* Consegna:
Nel testo su Enrico Crippa, elenca i piatti magnificati nel pezzo scritto dopo la cena del 2002.

* Testo estratto:
***

Un Crippa stellare

Arrivano finalmente le tre stelle per questo chef brianzolo di casa ad Alba


Lo avevo percepito il 25 ottobre del 2002, dopo una cena nel ristorante dell’hotel Adda di Paderno d'Adda che, l’allora cuoco sconosciuto Enrico Crippa, avrebbe scalato, in breve, la hit parade. E così nel giro di dieci anni questo brianzolo, dal fisico e dall’atteggiamento Zen, è arrivato alle tre stelle Michelin. Una piacevole scoperta di un amico avvocato, Piero, che era rimasto stupefatto, dopo un pranzo, che Enrico non fosse segnalato da guide o da articoli. Così, positivamente impressionato, scrissi un pezzo dove magnificavo un risotto al verde, una sella di capriolo, un rombo e ben tre dessert… e soprattutto mi colpì il suo raffinato uso delle spezie e delle erbe, qualità che nel tempo ha addirittura raffinato ed elaborato.


Quel mio articolo (Sole 24 Ore del 27/10/2002) ebbe un simpatico retroscena perché Bruno Ceretto, noto produttore di vino, dopo averlo letto, mi telefonò dicendomi: “Ora il prezzo di Crippa salirà di sicuro”. In realtà Bruno stava trattando, in modo riservato, con Crippa per portarlo ad Alba nel nuovo ristorante, “Il Duomo”, dove appunto il non più cuoco, ma chef, è diventato uno dei protagonisti della cucina made in Italy. La sua ascesa, oltre alle sue indiscutibili qualità (affinate alla scuola di Marchesi e in Giappone), è anche merito della famiglia Ceretto che l’ha appoggiato, sostenuto e fatto conoscere, quasi fosse un progetto studiato, come si dice, a tavolino.

Nel tempo la cucina di Crippa ha avuto un grande crescendo ma il suo minimalismo, il suo volgersi al Dio natura, la sua vegetabilità sono rimasti: la mitica insalata 21.31.41; i risotti, sempre diversi e originali, restano uno dei piatti forti (ai porcini e anice stellato; alla china e spezie). Sorprende la sua concretezza nei piatti di carne: agnello sambucano e camomilla o pernice e salsa di foie gras. Stupiscono la cura di un design naturalistico negli amuse- bouche e l’introduzione artusiana dei piatti di mezzo (foie gras e uva fragola). Non mancano piatti di contaminazione con la presenza dei giacimenti langaroli, ma sposati in maniera personale: capesante, radici e bagna caoda; crema di patate Lapsang Souchog, plin, Monte Bianco, annaffiati dal tartufo bianco d’Alba.

***

* Dati forniti:

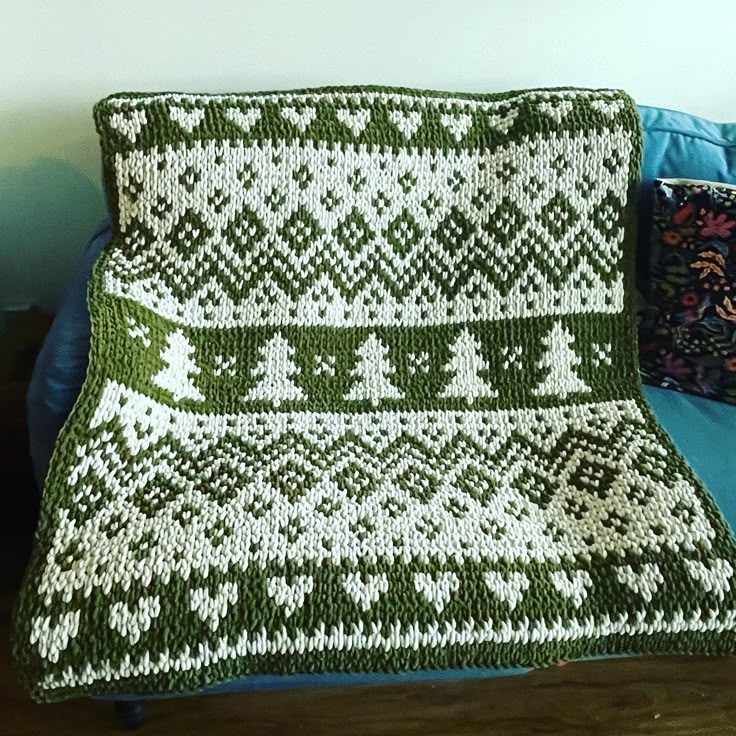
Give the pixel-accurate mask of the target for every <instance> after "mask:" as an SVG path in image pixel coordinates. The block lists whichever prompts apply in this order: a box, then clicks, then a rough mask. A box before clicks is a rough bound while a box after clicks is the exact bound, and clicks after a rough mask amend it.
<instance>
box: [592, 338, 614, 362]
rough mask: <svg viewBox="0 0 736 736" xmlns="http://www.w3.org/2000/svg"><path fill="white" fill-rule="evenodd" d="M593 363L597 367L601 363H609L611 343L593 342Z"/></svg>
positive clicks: (610, 353)
mask: <svg viewBox="0 0 736 736" xmlns="http://www.w3.org/2000/svg"><path fill="white" fill-rule="evenodd" d="M591 348H592V350H593V365H594V366H595V367H596V368H598V367H599V366H601V365H611V343H610V342H607V343H600V344H599V343H593V345H592V346H591Z"/></svg>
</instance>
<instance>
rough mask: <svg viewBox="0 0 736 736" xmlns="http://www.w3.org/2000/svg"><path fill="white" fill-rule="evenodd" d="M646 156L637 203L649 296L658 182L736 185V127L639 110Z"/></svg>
mask: <svg viewBox="0 0 736 736" xmlns="http://www.w3.org/2000/svg"><path fill="white" fill-rule="evenodd" d="M639 114H640V115H641V122H642V128H643V131H644V156H643V158H642V167H641V179H642V183H641V187H640V189H639V198H638V238H637V264H636V284H637V287H638V289H639V291H640V292H641V293H642V294H644V293H646V291H647V283H648V280H649V241H650V235H651V230H652V211H653V202H654V200H653V196H652V195H653V192H652V187H653V182H654V179H700V180H703V181H716V182H723V183H726V184H734V183H736V123H715V122H713V121H712V120H705V119H704V118H699V117H696V116H695V115H688V114H687V113H684V112H677V111H675V110H664V109H662V108H659V107H647V106H646V105H640V106H639Z"/></svg>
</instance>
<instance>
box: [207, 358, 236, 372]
mask: <svg viewBox="0 0 736 736" xmlns="http://www.w3.org/2000/svg"><path fill="white" fill-rule="evenodd" d="M214 361H215V367H214V368H213V369H212V373H213V375H215V376H223V375H225V376H234V375H235V374H236V372H237V371H236V368H235V363H236V360H235V356H234V355H231V356H225V355H215V358H214Z"/></svg>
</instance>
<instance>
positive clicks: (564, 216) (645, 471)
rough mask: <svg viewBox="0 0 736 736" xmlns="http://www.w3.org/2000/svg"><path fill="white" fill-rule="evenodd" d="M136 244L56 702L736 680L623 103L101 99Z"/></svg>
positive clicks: (23, 647) (727, 610)
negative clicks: (668, 369) (521, 671)
mask: <svg viewBox="0 0 736 736" xmlns="http://www.w3.org/2000/svg"><path fill="white" fill-rule="evenodd" d="M95 120H96V123H97V128H98V131H99V133H100V138H101V145H102V155H103V162H104V168H105V177H106V184H107V189H108V192H109V193H110V200H111V206H112V214H113V219H114V222H115V231H114V237H113V241H112V243H111V244H110V246H109V247H108V249H107V250H106V251H105V252H104V254H103V255H102V256H101V257H100V259H99V261H98V263H97V264H96V266H95V269H94V273H93V277H92V283H91V285H90V293H89V304H90V312H91V316H92V346H91V355H90V367H89V371H88V375H87V379H86V382H85V385H84V388H83V390H82V393H81V395H80V397H79V399H78V401H77V403H76V405H75V407H74V410H73V412H72V415H71V417H70V418H69V420H68V421H67V423H66V425H65V426H64V428H63V430H62V433H61V436H60V438H59V441H58V443H57V447H56V450H55V453H54V457H53V459H52V463H51V469H50V471H49V475H48V478H47V481H46V488H45V492H44V503H43V510H42V517H41V522H40V525H39V529H38V533H37V539H36V546H35V550H34V555H33V559H32V562H31V566H30V568H29V571H28V573H27V577H26V581H25V584H24V588H23V591H22V593H21V597H20V600H19V603H18V607H17V612H16V636H15V658H16V661H17V664H18V666H19V669H20V671H21V674H22V677H23V680H24V683H25V684H26V687H27V688H28V689H29V691H30V692H31V694H32V695H33V697H34V698H36V699H38V700H60V699H63V698H67V697H73V696H78V695H82V694H86V695H114V694H121V693H131V692H135V693H150V694H153V693H167V692H191V691H194V690H197V689H200V688H203V687H206V686H208V685H212V684H215V683H218V682H222V681H225V680H229V679H233V678H236V677H242V676H245V675H248V674H256V673H292V672H335V671H349V672H358V671H362V672H367V671H402V670H415V669H426V668H446V667H509V666H528V667H529V666H536V665H540V664H546V663H550V662H553V661H556V660H559V659H573V658H578V657H584V656H594V655H595V656H597V655H604V654H623V653H674V652H698V653H714V654H715V653H733V651H734V649H735V648H736V647H735V645H736V636H735V635H734V627H735V626H736V607H735V606H736V600H735V599H736V593H735V592H734V586H733V574H734V565H736V550H735V549H734V540H733V538H732V535H731V532H730V531H729V529H728V527H727V525H726V524H725V522H724V520H723V519H722V518H721V516H720V513H719V511H718V509H717V508H716V507H715V504H714V502H713V500H712V498H711V497H710V495H709V494H708V493H707V491H706V490H705V489H704V488H703V486H702V484H701V483H700V482H699V481H698V479H697V478H695V476H694V474H693V472H692V471H691V470H690V469H689V468H688V467H687V465H686V463H685V461H684V460H683V458H682V457H681V456H680V455H679V454H678V452H677V451H676V450H675V448H674V447H673V445H672V443H671V442H670V440H669V438H668V437H667V436H666V435H665V433H664V432H663V431H662V430H661V429H660V428H659V426H658V425H657V423H656V421H655V419H654V417H653V416H652V414H651V412H650V411H649V409H648V408H647V405H646V403H645V402H644V399H643V397H642V395H641V392H640V387H639V379H638V370H637V365H636V352H635V342H634V330H633V321H634V309H633V279H632V270H633V228H634V222H633V220H634V212H633V196H632V195H633V194H634V192H635V191H636V186H637V184H638V172H639V162H640V155H641V130H640V127H639V120H638V116H637V113H636V108H635V106H634V103H633V101H632V100H631V99H630V98H629V97H628V96H627V95H626V94H624V93H623V92H619V91H615V90H577V89H550V90H529V91H521V92H510V93H505V94H500V95H478V94H455V93H439V92H429V91H417V90H408V89H389V88H381V87H352V88H324V89H315V90H297V91H292V92H268V93H260V94H240V95H219V96H218V95H210V96H207V95H180V94H175V93H167V94H156V95H136V94H133V95H129V94H124V95H116V96H113V97H110V98H107V99H106V100H103V101H102V102H100V103H98V105H97V106H96V108H95Z"/></svg>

***

* Soluzione:
Un risotto al verde, una sella di capriolo, un rombo e tre dessert.